All that is wanted is an exact copy of the line containing "Target: toilet base" and the lines after it, through the end of the records.

Point localization data:
========
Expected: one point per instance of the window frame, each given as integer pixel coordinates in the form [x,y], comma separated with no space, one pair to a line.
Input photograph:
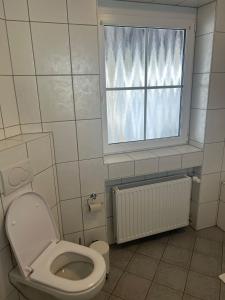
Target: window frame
[143,21]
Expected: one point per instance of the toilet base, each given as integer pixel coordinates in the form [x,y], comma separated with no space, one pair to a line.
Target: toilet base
[32,291]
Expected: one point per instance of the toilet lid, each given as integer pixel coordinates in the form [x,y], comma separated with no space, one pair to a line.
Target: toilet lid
[30,229]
========
RESPONSE BELOW:
Target: toilet base
[32,291]
Expected: one point per instance of the toilet lid, each given as integer pixel coordinates in the form [x,y], comma separated with no space, one pair to a line.
Target: toilet lid
[30,229]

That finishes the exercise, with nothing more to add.